## What the task asks
Print the data exactly, leaving nothing out.

======== Material provided ========

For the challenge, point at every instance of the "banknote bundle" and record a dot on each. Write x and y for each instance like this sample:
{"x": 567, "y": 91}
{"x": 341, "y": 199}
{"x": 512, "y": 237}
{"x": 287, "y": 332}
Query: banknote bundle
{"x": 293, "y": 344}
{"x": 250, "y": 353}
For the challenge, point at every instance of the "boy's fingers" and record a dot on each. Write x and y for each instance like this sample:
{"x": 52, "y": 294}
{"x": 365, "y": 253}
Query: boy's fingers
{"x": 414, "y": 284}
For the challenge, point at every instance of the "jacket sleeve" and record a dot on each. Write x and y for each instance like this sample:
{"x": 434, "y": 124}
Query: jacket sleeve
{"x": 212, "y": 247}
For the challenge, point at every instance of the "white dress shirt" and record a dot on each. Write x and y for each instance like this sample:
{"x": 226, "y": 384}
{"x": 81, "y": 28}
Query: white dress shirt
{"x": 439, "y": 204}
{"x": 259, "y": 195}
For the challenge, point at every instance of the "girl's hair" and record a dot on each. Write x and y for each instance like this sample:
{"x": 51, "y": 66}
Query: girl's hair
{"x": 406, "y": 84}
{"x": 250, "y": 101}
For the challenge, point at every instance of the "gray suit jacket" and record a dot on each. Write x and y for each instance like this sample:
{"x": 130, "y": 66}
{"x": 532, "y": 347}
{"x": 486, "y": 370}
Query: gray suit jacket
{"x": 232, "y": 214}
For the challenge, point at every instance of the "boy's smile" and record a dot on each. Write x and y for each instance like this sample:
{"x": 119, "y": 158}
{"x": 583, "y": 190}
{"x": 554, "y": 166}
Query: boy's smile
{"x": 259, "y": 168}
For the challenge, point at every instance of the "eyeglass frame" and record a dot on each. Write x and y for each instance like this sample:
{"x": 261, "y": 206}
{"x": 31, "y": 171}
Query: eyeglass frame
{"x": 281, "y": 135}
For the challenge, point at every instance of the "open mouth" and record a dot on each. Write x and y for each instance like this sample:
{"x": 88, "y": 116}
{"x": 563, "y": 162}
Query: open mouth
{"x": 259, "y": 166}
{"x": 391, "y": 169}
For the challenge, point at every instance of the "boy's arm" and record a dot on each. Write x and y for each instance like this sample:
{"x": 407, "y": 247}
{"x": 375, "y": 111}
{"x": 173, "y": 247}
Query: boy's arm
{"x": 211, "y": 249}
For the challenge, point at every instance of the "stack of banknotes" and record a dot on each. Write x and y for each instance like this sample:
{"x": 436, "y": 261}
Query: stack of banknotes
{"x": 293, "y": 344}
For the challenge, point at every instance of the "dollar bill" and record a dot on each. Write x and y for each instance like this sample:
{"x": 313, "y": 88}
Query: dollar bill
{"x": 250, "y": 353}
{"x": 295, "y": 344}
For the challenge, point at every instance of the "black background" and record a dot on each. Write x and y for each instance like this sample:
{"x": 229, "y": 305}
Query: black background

========

## Final answer
For the challenge, point at every instance of the "banknote bundle" and record a dot on each. Write x and y for each instance like this sample:
{"x": 567, "y": 91}
{"x": 341, "y": 199}
{"x": 512, "y": 237}
{"x": 287, "y": 332}
Query: banknote bundle
{"x": 293, "y": 344}
{"x": 250, "y": 353}
For the challenge, point at every instance of the "boy's fingers" and record a dot on each. Write x and y for each instance like this sample:
{"x": 52, "y": 294}
{"x": 365, "y": 253}
Query: boy's fingers
{"x": 414, "y": 284}
For the challenge, point at every instance of the "jacket sleeve" and record a dot on each. Write x and y for each instance like this sample:
{"x": 434, "y": 124}
Query: jacket sleeve
{"x": 212, "y": 247}
For the challenge, point at every instance of the "white dress shirt" and record a dot on each. Write x and y for each instance like this sample:
{"x": 226, "y": 384}
{"x": 81, "y": 28}
Query: white dress shirt
{"x": 439, "y": 204}
{"x": 259, "y": 195}
For the challenge, point at every instance of the "girl's hair" and record a dot on each. Write x and y for each instance like this sample:
{"x": 51, "y": 66}
Query: girl's hair
{"x": 406, "y": 84}
{"x": 250, "y": 101}
For the challenge, point at every instance of the "gray suit jacket" and record a dot on each. Write x and y for each instance like this sample:
{"x": 130, "y": 66}
{"x": 532, "y": 347}
{"x": 486, "y": 370}
Query: gray suit jacket
{"x": 232, "y": 214}
For the challenge, point at every instance of the "boy's smile" and record a dot on each. Write x and y for each instance like this sample:
{"x": 119, "y": 158}
{"x": 583, "y": 190}
{"x": 554, "y": 166}
Query: boy's smile
{"x": 259, "y": 168}
For the challenge, point at every instance of the "eyeglass frame" and record a dot on each. Write x and y for each instance like this sample:
{"x": 261, "y": 206}
{"x": 31, "y": 171}
Query: eyeglass frame
{"x": 281, "y": 135}
For the challenge, point at every instance of the "open mouth" and record a dot on each. Write x and y for each instance like this sample:
{"x": 88, "y": 116}
{"x": 563, "y": 162}
Query: open mouth
{"x": 259, "y": 166}
{"x": 391, "y": 169}
For the challenge, point at every instance of the "boy's arm" and record a dot on each. Write x and y for each instance like this sample:
{"x": 407, "y": 247}
{"x": 375, "y": 111}
{"x": 173, "y": 247}
Query: boy's arm
{"x": 211, "y": 249}
For the challenge, point at every instance of the "stack of banknotes" and record a dot on each. Write x and y for each instance like this sample:
{"x": 436, "y": 261}
Query: stack of banknotes
{"x": 293, "y": 344}
For the challenge, point at every instance of the "dollar bill" and record a dot on each. Write x and y for each instance like this sample:
{"x": 313, "y": 88}
Query: dollar bill
{"x": 250, "y": 353}
{"x": 295, "y": 344}
For the challenge, point at every instance of the "black background" and record a dot on each. Write x and y for each instance like this sample:
{"x": 229, "y": 305}
Query: black background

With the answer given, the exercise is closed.